# Want to buy sheets of D3o for custom padding...



## bamfb2 (Mar 16, 2011)

...any one know if this is possible? I know D3o doesn't sell directly to the end user.

I want to cut up the material and make custom padding.

The best I can find is this (I'd prefer larger sheets):


----------



## ARSENALFAN (Apr 16, 2012)

What are you planning on doing? Wrapping it around your Johnson?


----------



## bamfb2 (Mar 16, 2011)

ARSENALFAN said:


> What are you planning on doing? Wrapping it around your Johnson?


Million dollar idea there. Pig in a blanket.

Nah, I like to customize my body armor. Adding or removing pads and the like.


----------



## Gdog42 (Nov 11, 2012)

It would probably be cheaper and easier to just buy Demon's FlexForce D3O.

http://www.demonsnow.com/store/DS1630%20Flexforce%20X%20d3o

It has D3O protection and the pads are removable so you can customize it. The same is with a lot of Demon's protection products so check them out. They might have what you're in need of. :thumbsup:


----------



## saltywetman (Feb 20, 2013)

just heads up, i don't think every padded area uses d3o for demon products. 

I believe for the shorts only the tailbone area uses d3o while the other padded areas are foam. for the top i read the spine and elbows have d3o while other parts are foam as well. Just watch the product videos before making your purchase because the guy goes into pretty good detail as far as what type of padding is where


----------



## UltimateHero (Jun 16, 2015)

++++++

* Exercise requirements:
(A) In the D3o padding thread, which area of the Demon shorts is said to use D3o?
(B) Write what comes next in the D3o padding thread, picking up right after its final line.

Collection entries
++++++

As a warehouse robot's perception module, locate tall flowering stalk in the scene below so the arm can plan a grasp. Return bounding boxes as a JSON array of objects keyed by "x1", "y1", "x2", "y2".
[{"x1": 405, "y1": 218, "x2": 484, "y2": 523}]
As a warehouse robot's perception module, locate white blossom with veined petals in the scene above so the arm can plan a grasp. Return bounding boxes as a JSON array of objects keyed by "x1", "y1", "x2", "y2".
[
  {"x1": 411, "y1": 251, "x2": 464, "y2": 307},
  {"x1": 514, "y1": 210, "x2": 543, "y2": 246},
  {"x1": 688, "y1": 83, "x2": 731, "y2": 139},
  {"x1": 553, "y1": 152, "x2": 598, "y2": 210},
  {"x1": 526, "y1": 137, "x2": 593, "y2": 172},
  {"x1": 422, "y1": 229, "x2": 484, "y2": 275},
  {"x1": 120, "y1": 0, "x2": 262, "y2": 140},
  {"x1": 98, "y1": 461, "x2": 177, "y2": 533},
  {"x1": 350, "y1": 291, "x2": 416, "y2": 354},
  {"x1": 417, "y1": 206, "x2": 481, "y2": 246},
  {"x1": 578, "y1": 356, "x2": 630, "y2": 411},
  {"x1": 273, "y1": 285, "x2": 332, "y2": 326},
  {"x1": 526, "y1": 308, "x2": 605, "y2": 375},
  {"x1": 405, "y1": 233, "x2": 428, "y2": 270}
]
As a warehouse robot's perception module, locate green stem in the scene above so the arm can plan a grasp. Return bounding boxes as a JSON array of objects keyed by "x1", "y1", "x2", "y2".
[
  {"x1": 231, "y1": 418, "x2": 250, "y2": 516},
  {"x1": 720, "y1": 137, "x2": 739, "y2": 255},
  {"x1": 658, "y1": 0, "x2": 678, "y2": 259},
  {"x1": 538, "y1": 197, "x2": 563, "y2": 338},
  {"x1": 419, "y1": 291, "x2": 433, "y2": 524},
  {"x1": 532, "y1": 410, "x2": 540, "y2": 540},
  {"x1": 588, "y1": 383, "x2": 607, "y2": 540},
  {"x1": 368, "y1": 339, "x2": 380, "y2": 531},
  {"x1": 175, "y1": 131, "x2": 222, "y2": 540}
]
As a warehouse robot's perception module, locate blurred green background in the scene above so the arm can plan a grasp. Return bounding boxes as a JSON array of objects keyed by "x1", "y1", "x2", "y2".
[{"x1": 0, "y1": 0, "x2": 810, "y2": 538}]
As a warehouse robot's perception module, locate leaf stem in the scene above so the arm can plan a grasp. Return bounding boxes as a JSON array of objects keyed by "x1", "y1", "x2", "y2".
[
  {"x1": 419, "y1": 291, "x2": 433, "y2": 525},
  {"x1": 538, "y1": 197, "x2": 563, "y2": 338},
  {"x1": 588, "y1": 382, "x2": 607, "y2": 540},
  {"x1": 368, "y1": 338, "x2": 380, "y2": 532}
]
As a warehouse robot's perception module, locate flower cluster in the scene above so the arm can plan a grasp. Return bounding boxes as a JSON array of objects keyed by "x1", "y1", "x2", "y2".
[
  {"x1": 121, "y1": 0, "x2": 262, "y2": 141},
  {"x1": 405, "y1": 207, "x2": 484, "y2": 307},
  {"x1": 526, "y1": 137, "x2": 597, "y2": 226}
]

++++++

* Answers per task:
(A) Only the tailbone area uses D3o; the other padded areas are foam.

(B)
*I'm trying to do the same thing*

I know I'm late to reply but have you found any success yet? What have you made till now?


----------



## cookiedog (Mar 3, 2014)

You know I was wondering the same. But I also want to know it's possible to thermomold it somehow to give it a custom shape..


----------



## UltimateHero (Jun 16, 2015)

cookiedog said:


> You know I was wondering the same. But I also want to know it's possible to thermomold it somehow to give it a custom shape..


We should come together and build a custom armor, d3o padding all over! Any ideas how can we melt the d3o pads and mould it back?


----------



## snowklinger (Aug 30, 2011)

How did we get a rez fair thread in here?


----------



## ytdf5drd (Jan 28, 2017)

Could you tell me where you found that one and where to buy it?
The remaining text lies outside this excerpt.